Excerpt:
* BEGIN *

Low-income students face a range of college access barriers

Low-income students face a range of barriers to accessing college, and research has found that talented students from low-income households still don’t apply to selective colleges at the rates they should.

Qualified underrepresented students may not enroll in college because they doubt their ability to afford college, to be admitted, to succeed academically once enrolled, or to fit in on campus, writes senior analyst Gelsey Mehl for EAB‘s Enrollment Management Forum.

Even when these students attempt to apply and enroll, they may encounter procedural barriers (like the FAFSA) and receive insufficient support to navigate the complex admission and enrollment process, she adds.

However, a new study  has found a low-cost way to recruit and enroll more underrepresented students. The study, published by the National Bureau of Economic Research, examined the effects of a targeted-outreach campaign for low-income students at the University of Michigan (U-M).

The campaign, called the High Achieving Involved Leader (HAIL) scholarship, encourages highly qualified, low-income students to apply to the university and promises them free tuition for four years, with no requirement to fill out the FAFSA. The university also sent the scholarship information to two top influencers on school choice—parents and high school principals.

* END *

Extracted data:
* BEGIN *

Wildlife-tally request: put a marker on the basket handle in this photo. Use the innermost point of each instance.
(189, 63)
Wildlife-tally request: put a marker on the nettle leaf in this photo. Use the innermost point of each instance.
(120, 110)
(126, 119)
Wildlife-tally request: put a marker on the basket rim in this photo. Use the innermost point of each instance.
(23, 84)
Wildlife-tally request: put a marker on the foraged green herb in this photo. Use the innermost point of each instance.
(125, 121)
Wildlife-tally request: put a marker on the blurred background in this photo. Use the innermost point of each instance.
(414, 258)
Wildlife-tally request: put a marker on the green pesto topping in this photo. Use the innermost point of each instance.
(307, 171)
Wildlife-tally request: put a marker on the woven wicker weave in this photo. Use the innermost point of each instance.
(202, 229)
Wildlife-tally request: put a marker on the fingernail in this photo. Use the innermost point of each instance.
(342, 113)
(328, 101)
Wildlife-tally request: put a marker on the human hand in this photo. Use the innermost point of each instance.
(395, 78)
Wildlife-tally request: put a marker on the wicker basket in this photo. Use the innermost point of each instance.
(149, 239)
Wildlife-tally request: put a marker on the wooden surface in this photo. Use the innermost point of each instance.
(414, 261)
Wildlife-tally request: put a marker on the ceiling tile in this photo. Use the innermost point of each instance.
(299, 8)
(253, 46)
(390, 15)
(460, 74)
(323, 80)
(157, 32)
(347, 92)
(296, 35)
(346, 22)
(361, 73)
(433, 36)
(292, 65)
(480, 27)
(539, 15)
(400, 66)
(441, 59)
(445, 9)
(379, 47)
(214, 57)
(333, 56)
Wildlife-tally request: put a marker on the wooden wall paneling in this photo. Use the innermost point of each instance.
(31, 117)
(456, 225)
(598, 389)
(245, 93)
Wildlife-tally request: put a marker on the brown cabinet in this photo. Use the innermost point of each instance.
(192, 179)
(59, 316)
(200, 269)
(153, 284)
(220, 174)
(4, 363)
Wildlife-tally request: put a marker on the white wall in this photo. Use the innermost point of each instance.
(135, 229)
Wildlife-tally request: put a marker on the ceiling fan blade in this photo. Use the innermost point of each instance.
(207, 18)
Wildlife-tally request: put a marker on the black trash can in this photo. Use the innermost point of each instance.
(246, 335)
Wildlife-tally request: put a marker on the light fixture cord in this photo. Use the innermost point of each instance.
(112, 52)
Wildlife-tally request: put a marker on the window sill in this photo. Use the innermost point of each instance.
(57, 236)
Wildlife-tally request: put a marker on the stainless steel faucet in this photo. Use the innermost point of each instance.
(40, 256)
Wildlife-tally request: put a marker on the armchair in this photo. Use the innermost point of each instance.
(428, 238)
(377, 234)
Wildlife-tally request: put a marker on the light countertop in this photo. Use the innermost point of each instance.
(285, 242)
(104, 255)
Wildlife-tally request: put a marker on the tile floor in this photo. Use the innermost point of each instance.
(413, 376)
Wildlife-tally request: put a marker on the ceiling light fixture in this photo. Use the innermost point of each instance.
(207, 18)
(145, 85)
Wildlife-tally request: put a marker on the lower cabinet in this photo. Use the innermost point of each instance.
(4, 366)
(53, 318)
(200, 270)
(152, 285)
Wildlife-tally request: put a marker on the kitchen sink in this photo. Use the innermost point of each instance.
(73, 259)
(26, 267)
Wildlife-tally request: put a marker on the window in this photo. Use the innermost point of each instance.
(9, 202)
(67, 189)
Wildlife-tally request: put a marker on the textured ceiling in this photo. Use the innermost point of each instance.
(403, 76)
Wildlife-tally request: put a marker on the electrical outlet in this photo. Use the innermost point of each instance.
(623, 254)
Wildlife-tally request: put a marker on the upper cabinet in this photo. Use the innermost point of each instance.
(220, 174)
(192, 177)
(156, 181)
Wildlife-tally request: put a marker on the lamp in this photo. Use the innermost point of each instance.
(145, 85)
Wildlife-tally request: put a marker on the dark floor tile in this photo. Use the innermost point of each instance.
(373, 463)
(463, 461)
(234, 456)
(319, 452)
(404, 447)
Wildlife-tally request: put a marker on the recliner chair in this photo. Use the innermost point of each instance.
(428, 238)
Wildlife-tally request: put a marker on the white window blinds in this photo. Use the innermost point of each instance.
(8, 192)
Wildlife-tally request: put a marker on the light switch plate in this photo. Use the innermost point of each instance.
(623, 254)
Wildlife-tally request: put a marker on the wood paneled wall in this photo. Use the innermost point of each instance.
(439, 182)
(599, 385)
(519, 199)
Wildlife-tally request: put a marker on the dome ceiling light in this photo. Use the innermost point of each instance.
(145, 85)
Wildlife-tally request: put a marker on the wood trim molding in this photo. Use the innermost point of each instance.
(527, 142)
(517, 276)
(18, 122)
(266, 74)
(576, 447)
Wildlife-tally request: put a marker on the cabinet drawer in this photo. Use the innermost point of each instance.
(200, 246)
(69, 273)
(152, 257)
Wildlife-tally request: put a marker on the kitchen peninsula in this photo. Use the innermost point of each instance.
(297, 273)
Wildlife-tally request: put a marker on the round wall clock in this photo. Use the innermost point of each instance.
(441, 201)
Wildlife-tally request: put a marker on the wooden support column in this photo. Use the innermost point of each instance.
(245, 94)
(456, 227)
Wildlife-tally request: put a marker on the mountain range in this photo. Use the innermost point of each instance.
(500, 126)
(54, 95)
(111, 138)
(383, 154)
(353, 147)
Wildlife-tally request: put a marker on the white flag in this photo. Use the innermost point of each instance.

* END *

What to do:
A. Echo the college access article word for word, everything from "Qualified underrepresented students" down to "Enrollment Management Forum.".
B. In one to three sentences, explain why qualified underrepresented students may not enroll in college, according to the college access article.
C. Pick up the college access article after its last sentence and continue it.

Exercise results:
A.
Qualified underrepresented students may not enroll in college because they doubt their ability to afford college, to be admitted, to succeed academically once enrolled, or to fit in on campus, writes senior analyst Gelsey Mehl for EAB‘s Enrollment Management Forum.

B. They may doubt that they can afford college, get admitted, succeed academically once enrolled, or fit in on campus.

C.
Each letter, which costs less than $10 to produce and mail, was enclosed in an envelope emblazoned with the university’s blue-and-yellow colors, writes Chris Quintana for Chronicle of Higher Education. And the words “free tuition” conspicuously appeared several times throughout the letter.

Overall, HAIL packet recipients were more than twice as likely to apply than non-recipients (67% vs. 26%) and enroll (27% vs. 12%). “Our results show a low-cost intervention can profoundly alter student application to and enrollment at highly selective colleges,” write the U-M researchers.

The researchers also found that some of the students enrolling at U-M wouldn’t have gone to college at all if they had not received a letter. “One-quarter of the enrollment effect (four percentage points) is driven by students who would not have attended any college in the absence of the treatment,” the report reads. “The balance would have attended a community college or a less selective four-year college in the absence of the treatment.”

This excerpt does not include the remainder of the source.